:: DIRECTIONS FOR THIS TASK ::
Please repeat the material below, swapping each "Results" for "Output" and leaving everything else unchanged.

:: SUPPLIED RECORDS ::
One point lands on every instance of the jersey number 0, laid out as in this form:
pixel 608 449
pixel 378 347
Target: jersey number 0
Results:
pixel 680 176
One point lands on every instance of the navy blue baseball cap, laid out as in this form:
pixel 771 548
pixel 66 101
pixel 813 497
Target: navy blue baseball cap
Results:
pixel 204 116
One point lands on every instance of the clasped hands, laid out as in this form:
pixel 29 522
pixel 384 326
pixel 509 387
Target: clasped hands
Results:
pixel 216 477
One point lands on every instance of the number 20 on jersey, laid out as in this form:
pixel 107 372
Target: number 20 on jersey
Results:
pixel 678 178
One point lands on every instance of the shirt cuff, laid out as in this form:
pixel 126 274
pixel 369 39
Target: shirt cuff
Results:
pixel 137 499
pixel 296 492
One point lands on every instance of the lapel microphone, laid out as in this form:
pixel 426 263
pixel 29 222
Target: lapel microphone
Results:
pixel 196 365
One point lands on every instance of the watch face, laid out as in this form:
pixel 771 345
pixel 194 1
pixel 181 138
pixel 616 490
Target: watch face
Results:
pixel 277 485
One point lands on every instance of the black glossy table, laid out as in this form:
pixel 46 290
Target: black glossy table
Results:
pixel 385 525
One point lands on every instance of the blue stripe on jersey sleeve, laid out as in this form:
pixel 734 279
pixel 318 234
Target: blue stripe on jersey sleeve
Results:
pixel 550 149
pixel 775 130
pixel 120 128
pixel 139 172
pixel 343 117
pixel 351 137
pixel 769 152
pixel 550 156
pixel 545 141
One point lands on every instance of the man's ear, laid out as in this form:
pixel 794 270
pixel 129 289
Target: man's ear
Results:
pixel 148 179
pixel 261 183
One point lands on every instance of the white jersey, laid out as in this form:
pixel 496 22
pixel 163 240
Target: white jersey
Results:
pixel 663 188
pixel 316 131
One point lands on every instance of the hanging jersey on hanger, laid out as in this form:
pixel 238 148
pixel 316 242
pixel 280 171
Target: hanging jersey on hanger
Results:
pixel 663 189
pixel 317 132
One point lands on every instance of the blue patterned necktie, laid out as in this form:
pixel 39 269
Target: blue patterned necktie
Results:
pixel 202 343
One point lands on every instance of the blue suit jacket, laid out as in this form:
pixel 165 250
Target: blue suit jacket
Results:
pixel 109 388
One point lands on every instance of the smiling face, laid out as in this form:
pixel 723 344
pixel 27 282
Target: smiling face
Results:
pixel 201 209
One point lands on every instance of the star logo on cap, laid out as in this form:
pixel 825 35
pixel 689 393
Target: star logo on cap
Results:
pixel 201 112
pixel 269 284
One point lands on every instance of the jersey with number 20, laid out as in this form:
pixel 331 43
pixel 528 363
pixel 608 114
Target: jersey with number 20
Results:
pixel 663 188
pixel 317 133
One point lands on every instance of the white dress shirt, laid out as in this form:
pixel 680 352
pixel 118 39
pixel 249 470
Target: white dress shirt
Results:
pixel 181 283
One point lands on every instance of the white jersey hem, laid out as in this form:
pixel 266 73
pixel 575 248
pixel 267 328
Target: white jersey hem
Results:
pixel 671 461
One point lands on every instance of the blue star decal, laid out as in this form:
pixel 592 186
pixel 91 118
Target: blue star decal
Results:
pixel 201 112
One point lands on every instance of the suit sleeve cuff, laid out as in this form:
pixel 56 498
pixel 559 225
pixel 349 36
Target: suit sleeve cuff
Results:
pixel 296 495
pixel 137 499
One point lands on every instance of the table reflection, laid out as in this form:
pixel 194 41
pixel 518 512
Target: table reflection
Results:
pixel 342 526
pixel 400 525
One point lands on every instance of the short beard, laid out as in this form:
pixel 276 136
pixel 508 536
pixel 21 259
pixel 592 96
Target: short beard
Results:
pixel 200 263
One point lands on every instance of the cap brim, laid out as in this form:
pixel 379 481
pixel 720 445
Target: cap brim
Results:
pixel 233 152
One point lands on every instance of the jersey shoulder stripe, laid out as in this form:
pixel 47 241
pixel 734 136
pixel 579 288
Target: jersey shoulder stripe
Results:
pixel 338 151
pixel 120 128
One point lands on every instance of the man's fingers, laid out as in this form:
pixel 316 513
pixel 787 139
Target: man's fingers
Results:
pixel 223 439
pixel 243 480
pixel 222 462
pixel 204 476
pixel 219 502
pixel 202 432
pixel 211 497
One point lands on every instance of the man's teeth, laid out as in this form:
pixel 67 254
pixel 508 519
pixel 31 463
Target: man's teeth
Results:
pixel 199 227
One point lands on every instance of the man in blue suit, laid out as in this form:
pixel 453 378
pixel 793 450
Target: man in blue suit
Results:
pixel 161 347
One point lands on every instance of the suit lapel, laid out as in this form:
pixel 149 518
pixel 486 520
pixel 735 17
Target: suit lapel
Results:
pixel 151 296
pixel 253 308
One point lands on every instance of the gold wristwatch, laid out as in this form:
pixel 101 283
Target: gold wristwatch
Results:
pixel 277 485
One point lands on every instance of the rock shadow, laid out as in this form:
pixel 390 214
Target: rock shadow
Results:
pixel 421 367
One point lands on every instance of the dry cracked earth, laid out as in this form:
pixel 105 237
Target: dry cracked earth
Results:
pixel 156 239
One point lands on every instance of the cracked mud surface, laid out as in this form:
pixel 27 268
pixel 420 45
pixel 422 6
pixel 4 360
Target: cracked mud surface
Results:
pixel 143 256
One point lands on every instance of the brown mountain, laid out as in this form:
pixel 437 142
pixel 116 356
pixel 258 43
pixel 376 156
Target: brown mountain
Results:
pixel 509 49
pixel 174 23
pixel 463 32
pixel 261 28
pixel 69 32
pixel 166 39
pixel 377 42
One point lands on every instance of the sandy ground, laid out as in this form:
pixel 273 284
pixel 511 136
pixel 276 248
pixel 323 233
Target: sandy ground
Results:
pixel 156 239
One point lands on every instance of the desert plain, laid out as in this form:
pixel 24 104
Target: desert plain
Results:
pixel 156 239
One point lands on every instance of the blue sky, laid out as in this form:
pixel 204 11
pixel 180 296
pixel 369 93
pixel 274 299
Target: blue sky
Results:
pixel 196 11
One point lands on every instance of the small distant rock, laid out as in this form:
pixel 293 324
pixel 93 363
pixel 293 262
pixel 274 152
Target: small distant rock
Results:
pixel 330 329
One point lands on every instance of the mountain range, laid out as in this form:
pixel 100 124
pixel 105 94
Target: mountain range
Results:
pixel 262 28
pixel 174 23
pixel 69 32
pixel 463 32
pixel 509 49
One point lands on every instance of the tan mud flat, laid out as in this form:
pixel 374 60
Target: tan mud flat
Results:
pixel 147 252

:: EXERCISE SOLUTION ::
One point lands on every instance of the jersey number 0, laid out as in this form:
pixel 608 449
pixel 378 347
Target: jersey number 0
Output:
pixel 680 176
One point lands on every instance of the navy blue baseball cap, laid out as in this form:
pixel 771 548
pixel 66 101
pixel 813 497
Target: navy blue baseball cap
Output:
pixel 204 116
One point lands on every instance of the clasped hands, laid out as in this form:
pixel 29 522
pixel 384 326
pixel 509 387
Target: clasped hands
Output:
pixel 216 477
One point lands on every instance of the number 20 on jersey, laid out as in this form:
pixel 107 372
Target: number 20 on jersey
Output:
pixel 678 178
One point lands on every instance of the shirt cuff, laid out as in this form:
pixel 126 274
pixel 369 39
Target: shirt cuff
Output:
pixel 137 499
pixel 296 492
One point lands on every instance of the lapel microphone, laid out as in this form:
pixel 426 263
pixel 29 222
Target: lapel microphone
Output:
pixel 196 365
One point lands on every instance of the watch face, laid out as in this form:
pixel 771 345
pixel 194 1
pixel 181 138
pixel 616 490
Target: watch face
Output:
pixel 277 485
One point lands on every instance of the black glossy table, laid out as in this form:
pixel 46 290
Target: black glossy table
Output:
pixel 385 525
One point lands on every instance of the blue stripe on jersey sleeve, laid out as in this form:
pixel 734 279
pixel 318 234
Target: blue stripe on jersey sleeve
Output:
pixel 550 149
pixel 775 130
pixel 120 128
pixel 139 172
pixel 343 117
pixel 351 137
pixel 769 152
pixel 550 156
pixel 545 141
One point lands on every instance of the man's ear, laid out as in this form:
pixel 794 270
pixel 129 289
Target: man's ear
Output:
pixel 148 179
pixel 261 183
One point lands on every instance of the white jersey, laid out as in this form:
pixel 496 22
pixel 163 240
Target: white jersey
Output:
pixel 663 188
pixel 316 131
One point lands on every instance of the hanging jersey on hanger, laid out as in this form:
pixel 238 148
pixel 316 242
pixel 280 171
Target: hanging jersey on hanger
Output:
pixel 663 189
pixel 317 132
One point lands on every instance of the blue patterned necktie, laid out as in this form:
pixel 39 269
Target: blue patterned necktie
Output:
pixel 202 343
One point lands on every instance of the blue suit jacket, laid out as in this form:
pixel 165 250
Target: blue suit jacket
Output:
pixel 109 388
One point lands on every instance of the smiling face, laid out as in this form:
pixel 723 344
pixel 27 282
Target: smiling face
Output:
pixel 201 209
One point lands on every instance of the star logo on cap, laid out as in this form:
pixel 825 35
pixel 689 393
Target: star logo on cap
Output:
pixel 201 112
pixel 269 284
One point lands on every instance of the jersey with number 20, laid out as in this form:
pixel 331 43
pixel 528 363
pixel 608 114
Target: jersey with number 20
Output:
pixel 663 188
pixel 317 133
One point lands on every instance of the white dress shirt, laid out as in this form:
pixel 680 352
pixel 118 39
pixel 249 470
Target: white dress shirt
Output:
pixel 181 283
One point lands on every instance of the white jersey hem, laid out as in this form:
pixel 266 73
pixel 575 248
pixel 267 328
Target: white jersey hem
Output:
pixel 671 461
One point lands on every instance of the blue star decal, laid out as in this form:
pixel 592 186
pixel 91 118
Target: blue star decal
Output:
pixel 201 112
One point lands on every instance of the suit sleeve cuff, laid out as in this form:
pixel 56 498
pixel 559 225
pixel 349 36
Target: suit sleeve cuff
Output:
pixel 296 495
pixel 137 499
One point lands on every instance of the table reflection, laid out as in this form:
pixel 194 41
pixel 518 512
Target: table reflection
Output:
pixel 342 526
pixel 400 525
One point lands on every instance of the short beard, laid out as in this form:
pixel 276 136
pixel 508 536
pixel 21 259
pixel 592 96
Target: short beard
Output:
pixel 200 263
One point lands on every instance of the cap brim, laid out as in this form:
pixel 379 481
pixel 720 445
Target: cap brim
Output:
pixel 233 152
One point lands on every instance of the jersey shoulder stripe, laid out as in this form:
pixel 47 241
pixel 734 136
pixel 579 288
Target: jersey shoulder stripe
Output:
pixel 338 151
pixel 120 128
One point lands on every instance of the man's fingers, laid out as in this form:
pixel 316 513
pixel 787 139
Target: man's fingers
Output:
pixel 223 439
pixel 243 480
pixel 222 462
pixel 204 476
pixel 219 502
pixel 202 432
pixel 211 497
One point lands on every instance of the man's teeth, laid out as in this form:
pixel 67 254
pixel 508 519
pixel 31 463
Target: man's teeth
Output:
pixel 199 227
One point lands on every instance of the man in blue suit, laid out as in this form:
pixel 453 378
pixel 793 450
Target: man in blue suit
Output:
pixel 161 347
One point lands on every instance of the suit lapel, laid out as in this form:
pixel 149 518
pixel 486 520
pixel 735 17
Target: suit lapel
Output:
pixel 151 296
pixel 253 308
One point lands on every instance of the gold wristwatch, laid out as in this form:
pixel 101 283
Target: gold wristwatch
Output:
pixel 277 485
One point lands on every instance of the rock shadow, laid out as in this form:
pixel 390 214
Target: rock shadow
Output:
pixel 421 367
One point lands on every instance of the dry cracked earth, laid out as in this form:
pixel 105 237
Target: dry cracked earth
Output:
pixel 156 239
One point lands on every instance of the cracked mud surface, laid out as in this form:
pixel 27 268
pixel 420 45
pixel 422 6
pixel 4 360
Target: cracked mud surface
Output:
pixel 143 256
One point lands on every instance of the brown mountain, laid out as in this form:
pixel 437 142
pixel 116 356
pixel 258 43
pixel 376 156
Target: brown mountain
Output:
pixel 509 49
pixel 174 23
pixel 463 32
pixel 261 28
pixel 69 32
pixel 166 39
pixel 377 42
One point lands on every instance of the sandy ground, laid out as in this form:
pixel 273 284
pixel 511 136
pixel 276 248
pixel 323 233
Target: sandy ground
Output:
pixel 156 239
One point lands on every instance of the desert plain, laid out as in this form:
pixel 24 104
Target: desert plain
Output:
pixel 156 239
One point lands on every instance of the blue sky, laid out as in this form:
pixel 204 11
pixel 180 296
pixel 369 93
pixel 274 299
Target: blue sky
Output:
pixel 196 11
One point lands on every instance of the small distant rock, laid out as in this form:
pixel 293 324
pixel 93 363
pixel 293 262
pixel 274 152
Target: small distant rock
Output:
pixel 330 329
One point lands on every instance of the mountain range, laid out as in this form:
pixel 100 124
pixel 105 94
Target: mountain range
Output:
pixel 262 28
pixel 174 23
pixel 69 32
pixel 463 32
pixel 509 49
One point lands on every instance of the tan mud flat, laid out as in this form:
pixel 374 60
Target: tan mud flat
Output:
pixel 147 252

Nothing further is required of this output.